(Object pointing dataset rows)
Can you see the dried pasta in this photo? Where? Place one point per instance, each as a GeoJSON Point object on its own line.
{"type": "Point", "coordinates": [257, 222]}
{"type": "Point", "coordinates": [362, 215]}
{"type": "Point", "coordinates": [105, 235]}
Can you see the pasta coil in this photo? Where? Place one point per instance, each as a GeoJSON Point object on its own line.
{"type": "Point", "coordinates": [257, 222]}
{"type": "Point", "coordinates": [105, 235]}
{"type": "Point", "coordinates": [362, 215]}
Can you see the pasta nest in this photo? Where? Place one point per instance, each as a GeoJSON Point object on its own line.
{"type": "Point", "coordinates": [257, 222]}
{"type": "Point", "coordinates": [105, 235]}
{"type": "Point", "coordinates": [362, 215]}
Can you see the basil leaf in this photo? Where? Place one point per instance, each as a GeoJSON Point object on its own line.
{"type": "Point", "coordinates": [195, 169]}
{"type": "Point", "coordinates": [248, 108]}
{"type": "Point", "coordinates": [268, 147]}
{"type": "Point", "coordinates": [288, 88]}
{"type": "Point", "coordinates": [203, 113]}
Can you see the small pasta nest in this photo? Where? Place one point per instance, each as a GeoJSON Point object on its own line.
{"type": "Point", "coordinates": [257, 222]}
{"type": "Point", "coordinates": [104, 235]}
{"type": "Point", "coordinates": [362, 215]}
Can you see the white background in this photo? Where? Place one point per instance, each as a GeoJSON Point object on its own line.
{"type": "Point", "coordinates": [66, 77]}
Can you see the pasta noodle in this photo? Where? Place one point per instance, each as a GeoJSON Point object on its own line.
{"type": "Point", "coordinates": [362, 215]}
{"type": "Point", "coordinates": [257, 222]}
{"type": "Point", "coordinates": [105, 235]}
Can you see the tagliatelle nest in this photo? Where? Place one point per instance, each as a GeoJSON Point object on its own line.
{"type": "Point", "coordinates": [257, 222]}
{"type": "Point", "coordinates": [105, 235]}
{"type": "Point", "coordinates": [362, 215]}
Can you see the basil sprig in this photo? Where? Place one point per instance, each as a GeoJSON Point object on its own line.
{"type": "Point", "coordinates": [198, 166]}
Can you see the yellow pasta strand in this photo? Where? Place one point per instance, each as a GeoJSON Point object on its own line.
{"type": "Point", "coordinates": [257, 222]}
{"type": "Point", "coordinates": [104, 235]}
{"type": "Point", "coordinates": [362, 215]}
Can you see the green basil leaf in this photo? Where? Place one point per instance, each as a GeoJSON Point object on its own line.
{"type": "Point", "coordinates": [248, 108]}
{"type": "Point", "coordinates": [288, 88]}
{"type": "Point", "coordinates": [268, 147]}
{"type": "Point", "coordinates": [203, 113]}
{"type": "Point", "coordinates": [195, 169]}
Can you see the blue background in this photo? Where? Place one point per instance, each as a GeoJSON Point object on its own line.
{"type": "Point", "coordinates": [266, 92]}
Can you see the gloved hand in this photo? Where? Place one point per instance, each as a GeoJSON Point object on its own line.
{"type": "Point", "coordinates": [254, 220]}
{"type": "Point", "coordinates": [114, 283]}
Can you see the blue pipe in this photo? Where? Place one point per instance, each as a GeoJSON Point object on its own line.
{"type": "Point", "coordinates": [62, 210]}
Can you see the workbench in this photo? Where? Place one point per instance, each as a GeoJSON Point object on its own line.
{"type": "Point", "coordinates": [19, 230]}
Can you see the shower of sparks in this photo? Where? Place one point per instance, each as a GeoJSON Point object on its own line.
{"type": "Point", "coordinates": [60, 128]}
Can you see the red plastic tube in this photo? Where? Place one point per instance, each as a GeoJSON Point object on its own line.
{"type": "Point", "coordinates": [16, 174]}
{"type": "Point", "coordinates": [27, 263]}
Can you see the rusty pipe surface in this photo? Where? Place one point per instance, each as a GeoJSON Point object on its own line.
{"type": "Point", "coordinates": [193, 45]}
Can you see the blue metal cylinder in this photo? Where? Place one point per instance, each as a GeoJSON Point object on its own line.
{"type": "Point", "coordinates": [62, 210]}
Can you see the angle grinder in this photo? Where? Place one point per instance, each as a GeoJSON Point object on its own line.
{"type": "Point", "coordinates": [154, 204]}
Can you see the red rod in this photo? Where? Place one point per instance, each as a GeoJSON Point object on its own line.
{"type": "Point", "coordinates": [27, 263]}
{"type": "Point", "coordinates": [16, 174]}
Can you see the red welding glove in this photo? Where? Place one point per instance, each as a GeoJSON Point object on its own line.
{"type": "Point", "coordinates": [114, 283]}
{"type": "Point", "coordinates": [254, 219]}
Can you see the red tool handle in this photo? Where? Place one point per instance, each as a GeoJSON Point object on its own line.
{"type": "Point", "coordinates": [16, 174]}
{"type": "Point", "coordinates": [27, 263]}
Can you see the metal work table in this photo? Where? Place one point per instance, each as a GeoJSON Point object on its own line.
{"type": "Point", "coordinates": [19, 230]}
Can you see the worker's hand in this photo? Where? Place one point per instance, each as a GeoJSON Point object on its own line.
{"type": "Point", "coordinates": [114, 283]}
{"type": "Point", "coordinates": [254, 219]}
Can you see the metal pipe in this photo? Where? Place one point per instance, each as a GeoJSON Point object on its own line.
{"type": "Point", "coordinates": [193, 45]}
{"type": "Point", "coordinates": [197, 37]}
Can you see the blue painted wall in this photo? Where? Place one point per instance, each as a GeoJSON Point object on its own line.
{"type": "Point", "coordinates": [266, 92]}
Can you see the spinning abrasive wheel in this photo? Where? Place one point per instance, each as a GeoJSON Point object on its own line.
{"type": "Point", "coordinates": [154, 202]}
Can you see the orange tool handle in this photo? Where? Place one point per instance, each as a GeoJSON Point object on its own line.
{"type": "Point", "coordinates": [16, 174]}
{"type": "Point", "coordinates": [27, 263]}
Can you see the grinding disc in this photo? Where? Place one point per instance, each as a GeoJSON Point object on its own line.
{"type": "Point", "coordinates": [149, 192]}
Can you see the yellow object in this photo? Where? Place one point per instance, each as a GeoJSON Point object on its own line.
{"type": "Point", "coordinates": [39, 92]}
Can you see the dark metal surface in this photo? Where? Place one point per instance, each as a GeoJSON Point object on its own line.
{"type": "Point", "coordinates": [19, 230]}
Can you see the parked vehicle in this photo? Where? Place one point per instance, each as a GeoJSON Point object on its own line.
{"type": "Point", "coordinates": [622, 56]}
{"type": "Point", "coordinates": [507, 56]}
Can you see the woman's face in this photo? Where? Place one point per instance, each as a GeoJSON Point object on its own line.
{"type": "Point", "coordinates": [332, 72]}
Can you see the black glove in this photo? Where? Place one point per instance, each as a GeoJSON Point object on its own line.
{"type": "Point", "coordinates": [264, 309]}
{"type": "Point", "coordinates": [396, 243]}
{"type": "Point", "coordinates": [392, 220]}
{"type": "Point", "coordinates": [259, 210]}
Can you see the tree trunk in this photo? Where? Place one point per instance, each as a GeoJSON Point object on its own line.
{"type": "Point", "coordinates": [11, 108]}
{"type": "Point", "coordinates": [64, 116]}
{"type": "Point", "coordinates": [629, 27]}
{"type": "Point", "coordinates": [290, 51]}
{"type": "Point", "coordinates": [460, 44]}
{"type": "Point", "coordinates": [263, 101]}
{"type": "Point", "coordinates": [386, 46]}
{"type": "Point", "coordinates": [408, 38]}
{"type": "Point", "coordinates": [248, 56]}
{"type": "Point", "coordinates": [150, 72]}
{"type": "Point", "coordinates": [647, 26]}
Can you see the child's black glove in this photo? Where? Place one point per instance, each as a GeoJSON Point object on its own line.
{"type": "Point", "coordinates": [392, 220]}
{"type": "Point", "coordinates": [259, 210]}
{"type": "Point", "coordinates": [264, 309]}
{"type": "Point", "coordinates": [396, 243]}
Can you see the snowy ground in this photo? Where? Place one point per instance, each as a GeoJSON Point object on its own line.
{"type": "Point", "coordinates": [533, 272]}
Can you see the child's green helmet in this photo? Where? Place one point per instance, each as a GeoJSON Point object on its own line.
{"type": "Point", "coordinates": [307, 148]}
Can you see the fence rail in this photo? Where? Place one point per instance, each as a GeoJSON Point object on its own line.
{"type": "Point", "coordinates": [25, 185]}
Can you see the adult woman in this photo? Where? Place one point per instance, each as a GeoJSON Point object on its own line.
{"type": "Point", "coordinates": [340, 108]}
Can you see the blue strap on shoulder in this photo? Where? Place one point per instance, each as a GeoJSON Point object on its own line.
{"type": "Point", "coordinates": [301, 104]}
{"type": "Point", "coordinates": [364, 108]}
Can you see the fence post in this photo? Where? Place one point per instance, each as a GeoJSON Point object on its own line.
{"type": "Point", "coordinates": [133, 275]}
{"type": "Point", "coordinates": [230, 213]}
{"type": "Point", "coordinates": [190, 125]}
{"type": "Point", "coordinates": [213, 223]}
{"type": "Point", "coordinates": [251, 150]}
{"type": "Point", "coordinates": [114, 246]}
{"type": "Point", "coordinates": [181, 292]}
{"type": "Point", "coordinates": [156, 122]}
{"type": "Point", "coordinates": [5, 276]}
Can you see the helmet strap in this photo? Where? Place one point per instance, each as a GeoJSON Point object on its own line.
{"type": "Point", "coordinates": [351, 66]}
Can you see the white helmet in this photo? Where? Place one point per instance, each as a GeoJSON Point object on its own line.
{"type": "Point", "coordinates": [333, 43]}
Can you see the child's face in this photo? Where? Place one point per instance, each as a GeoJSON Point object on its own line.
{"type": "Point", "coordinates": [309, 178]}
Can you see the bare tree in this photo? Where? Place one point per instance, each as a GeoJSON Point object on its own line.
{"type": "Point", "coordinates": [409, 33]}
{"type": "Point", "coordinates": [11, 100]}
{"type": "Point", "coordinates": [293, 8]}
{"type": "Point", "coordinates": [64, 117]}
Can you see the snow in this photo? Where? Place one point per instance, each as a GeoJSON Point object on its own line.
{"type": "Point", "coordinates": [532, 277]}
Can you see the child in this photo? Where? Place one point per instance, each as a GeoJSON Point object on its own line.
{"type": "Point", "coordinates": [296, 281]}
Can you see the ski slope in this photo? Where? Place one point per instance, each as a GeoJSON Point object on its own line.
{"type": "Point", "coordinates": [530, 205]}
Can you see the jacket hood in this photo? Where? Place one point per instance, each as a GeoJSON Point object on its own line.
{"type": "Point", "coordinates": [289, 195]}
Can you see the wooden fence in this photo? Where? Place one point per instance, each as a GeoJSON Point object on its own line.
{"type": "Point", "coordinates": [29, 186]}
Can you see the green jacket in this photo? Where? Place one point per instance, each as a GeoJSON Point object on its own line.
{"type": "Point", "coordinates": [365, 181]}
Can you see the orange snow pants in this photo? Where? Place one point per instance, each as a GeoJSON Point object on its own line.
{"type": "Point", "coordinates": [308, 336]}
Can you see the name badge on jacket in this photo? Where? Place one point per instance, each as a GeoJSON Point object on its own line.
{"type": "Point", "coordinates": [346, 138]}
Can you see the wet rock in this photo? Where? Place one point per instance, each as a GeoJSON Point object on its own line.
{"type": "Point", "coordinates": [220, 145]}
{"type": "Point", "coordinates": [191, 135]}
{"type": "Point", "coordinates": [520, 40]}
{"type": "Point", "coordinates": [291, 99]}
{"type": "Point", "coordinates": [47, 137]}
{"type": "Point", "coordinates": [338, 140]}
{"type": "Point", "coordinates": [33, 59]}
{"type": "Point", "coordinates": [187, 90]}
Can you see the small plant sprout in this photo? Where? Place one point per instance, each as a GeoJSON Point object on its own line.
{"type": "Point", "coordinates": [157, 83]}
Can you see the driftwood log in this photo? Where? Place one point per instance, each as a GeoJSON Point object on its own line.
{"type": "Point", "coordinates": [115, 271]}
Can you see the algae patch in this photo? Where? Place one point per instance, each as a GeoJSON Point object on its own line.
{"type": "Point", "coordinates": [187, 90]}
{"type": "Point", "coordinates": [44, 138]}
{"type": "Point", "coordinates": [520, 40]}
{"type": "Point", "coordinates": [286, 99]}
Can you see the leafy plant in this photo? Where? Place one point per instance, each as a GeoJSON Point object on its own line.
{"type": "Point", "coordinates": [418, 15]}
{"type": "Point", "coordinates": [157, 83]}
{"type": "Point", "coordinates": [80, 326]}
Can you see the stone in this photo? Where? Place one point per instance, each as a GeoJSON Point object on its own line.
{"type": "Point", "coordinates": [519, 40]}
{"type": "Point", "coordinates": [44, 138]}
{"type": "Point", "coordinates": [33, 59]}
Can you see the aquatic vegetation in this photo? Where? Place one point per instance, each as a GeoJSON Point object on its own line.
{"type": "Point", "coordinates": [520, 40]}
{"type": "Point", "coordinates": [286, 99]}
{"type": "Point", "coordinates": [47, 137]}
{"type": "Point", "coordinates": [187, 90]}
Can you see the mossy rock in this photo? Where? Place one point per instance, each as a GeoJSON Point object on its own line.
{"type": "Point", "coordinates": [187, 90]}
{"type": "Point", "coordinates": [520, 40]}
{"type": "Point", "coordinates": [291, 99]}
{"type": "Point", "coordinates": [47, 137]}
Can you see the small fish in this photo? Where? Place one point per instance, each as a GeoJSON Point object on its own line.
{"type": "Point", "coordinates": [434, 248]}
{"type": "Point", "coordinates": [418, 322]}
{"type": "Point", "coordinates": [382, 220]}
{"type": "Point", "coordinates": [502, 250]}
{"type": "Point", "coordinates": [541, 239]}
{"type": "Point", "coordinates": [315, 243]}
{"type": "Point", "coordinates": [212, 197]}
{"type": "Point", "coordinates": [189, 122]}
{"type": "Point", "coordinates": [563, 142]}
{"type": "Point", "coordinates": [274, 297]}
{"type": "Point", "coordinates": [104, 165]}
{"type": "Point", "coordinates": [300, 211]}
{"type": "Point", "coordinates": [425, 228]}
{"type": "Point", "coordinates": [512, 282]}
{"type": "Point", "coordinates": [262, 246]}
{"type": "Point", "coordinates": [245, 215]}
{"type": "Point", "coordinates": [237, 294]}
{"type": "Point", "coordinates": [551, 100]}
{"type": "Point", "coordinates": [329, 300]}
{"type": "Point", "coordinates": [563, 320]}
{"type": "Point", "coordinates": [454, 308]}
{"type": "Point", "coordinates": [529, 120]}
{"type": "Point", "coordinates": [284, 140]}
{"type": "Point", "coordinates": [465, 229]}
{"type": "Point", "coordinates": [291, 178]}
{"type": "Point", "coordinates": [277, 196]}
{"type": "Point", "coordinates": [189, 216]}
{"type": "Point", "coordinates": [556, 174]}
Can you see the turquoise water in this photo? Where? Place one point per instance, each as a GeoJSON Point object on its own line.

• Goal: State how many lines in the items above contain the string "surface". Reply with the number only.

• Problem solution: 2